The Morrison Government’s Poor Legacy

Federation Chamber 31/03/2022

Mr KHALIL (Wills) (11:12): I’m standing here on probably the last sitting day before the election and I can’t help but reflect on the past three years in this place. It is the job of governments to tend the metaphorical campfire, so to speak, to keep the population safe and prosperous—a secure base camp, as it were. Well, I can probably say that the fire has gone out. Instead, we are standing here in the ashes and the embers of the 46th Parliament.

It has been a disturbing and a worrying time for most Australians and most people around the world, but it has also been a historic time. I can probably say that there will be no Australian above school age who will forget these past couple of years. Of course, in times of great disturbance, of national trauma, aren’t these the times when governments make names for themselves—the Churchill wartime government, the Curtin Labor government during the war as well, Lincoln holding a nation together during the Civil War, Mandela assuming the presidency and maintaining a peaceful transition in the post-apartheid era?

It’s when things are breaking or broken that we most need good government, good leaders and good policies. The Hawke-Keating Labor government was an example of that. In the eighties it saw an economic system that was broken and unsustainable and that would have eventually dragged Australia to its knees, and it acted. Governments become famous because of their decisions and because their use of power shapes the nation, sometimes for generations. They leave a legacy. But what we have seen in the past three years is a lack of substance and ambition on a breathtaking scale.

What is this government even about? I’m not one to say I actually miss Tony Abbott and his divisive, populist three-word slogans, but at least he had three-word slogans. What does this government have, Deputy Speaker Georganas? What does it actually believe in? Can you or any of us here say one single thing that this government has done that they believe in, apart from putting out fires? And I’m not talking here about actual fires—remember, the Prime Minister doesn’t hold a hose—I’m talking about the spot fires of the day-to-day bungling and the media cycle.

The Prime Minister’s sole focus is dousing the spot fires from his last mistake and winning the political day. His focus is not on the economy, not on the pandemic, not on global security, not on the crisis of climate change, not on housing affordability—not on any of these things. His sole focus has been himself, his inner circle and his desire for re-election. Faced with extraordinary times, what did we need? We needed a vaccine rollout on time, we needed protection of aged care, we needed RATs and we needed a Prime Minister that didn’t abrogate his responsibility to everyone but himself. Because of our geographic isolation and because of our state leaders stepping up and identifying the scale of the threat, we weren’t ravaged in the early, unvaccinated days of the pandemic. Remember the first wave that killed millions worldwide? ‘I’ll be going to the footy’—that’s what the PM said. Not only do we have a government that didn’t make a name for itself, that failed on vaccines, aged care and RATs and that was cavalier with people’s lives; we have a government that is proud that it didn’t make a name for itself.

Data shown
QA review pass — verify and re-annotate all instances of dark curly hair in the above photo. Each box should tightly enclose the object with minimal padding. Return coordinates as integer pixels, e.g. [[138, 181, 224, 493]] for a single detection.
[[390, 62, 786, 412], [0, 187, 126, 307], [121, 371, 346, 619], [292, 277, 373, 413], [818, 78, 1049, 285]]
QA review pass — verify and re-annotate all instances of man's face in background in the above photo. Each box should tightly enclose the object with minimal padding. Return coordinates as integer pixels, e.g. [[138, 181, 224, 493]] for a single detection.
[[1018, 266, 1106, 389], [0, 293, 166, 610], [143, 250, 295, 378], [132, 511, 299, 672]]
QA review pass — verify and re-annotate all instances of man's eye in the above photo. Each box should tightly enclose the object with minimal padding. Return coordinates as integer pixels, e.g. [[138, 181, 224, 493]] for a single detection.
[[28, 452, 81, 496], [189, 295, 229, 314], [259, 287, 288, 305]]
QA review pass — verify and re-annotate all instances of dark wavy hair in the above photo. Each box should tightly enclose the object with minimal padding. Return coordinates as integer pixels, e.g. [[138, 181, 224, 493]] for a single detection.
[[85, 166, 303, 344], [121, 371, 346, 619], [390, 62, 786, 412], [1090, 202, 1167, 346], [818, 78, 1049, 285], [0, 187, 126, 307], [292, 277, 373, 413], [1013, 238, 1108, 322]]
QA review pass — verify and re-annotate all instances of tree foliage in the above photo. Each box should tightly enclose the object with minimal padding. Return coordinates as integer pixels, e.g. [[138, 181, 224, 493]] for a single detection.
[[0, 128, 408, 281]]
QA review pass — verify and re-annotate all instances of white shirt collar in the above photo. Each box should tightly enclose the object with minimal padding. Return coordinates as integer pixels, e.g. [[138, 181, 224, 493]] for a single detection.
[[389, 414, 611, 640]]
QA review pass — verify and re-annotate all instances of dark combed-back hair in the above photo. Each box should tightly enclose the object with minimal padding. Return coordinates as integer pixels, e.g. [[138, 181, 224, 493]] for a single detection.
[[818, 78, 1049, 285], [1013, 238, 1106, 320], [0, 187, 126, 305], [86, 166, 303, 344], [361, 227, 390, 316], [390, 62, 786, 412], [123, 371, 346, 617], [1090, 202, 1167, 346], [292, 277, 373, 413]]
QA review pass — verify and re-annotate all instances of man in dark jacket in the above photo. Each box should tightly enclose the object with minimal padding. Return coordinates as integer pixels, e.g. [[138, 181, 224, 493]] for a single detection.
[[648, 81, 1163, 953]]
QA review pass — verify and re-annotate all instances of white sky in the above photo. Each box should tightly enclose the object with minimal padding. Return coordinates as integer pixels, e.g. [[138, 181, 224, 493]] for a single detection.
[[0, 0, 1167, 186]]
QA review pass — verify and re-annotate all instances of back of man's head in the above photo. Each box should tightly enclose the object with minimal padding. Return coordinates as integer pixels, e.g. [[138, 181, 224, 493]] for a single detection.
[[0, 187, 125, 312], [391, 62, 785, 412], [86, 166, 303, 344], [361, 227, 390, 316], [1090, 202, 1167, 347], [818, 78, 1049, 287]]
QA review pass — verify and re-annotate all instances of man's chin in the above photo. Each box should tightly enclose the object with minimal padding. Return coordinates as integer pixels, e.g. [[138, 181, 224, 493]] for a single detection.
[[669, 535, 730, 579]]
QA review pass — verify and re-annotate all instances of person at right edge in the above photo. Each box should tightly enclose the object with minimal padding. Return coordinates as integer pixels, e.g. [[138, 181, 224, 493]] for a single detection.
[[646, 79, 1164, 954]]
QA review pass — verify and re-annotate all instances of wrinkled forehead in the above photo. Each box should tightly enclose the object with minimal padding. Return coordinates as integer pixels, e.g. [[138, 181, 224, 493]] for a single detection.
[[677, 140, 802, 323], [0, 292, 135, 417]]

Activity A
List the leaders and governments that the speech names as examples of ones that made names for themselves "in times of great disturbance, of national trauma."
Activity B
In the speech, which government acted in the eighties on an economic system that was broken and unsustainable?

Problem solution A
- The Churchill wartime government
- The Curtin Labor government during the war
- Lincoln, holding a nation together during the Civil War
- Mandela, assuming the presidency and maintaining a peaceful transition in the post-apartheid era

Problem solution B
The Hawke-Keating Labor government.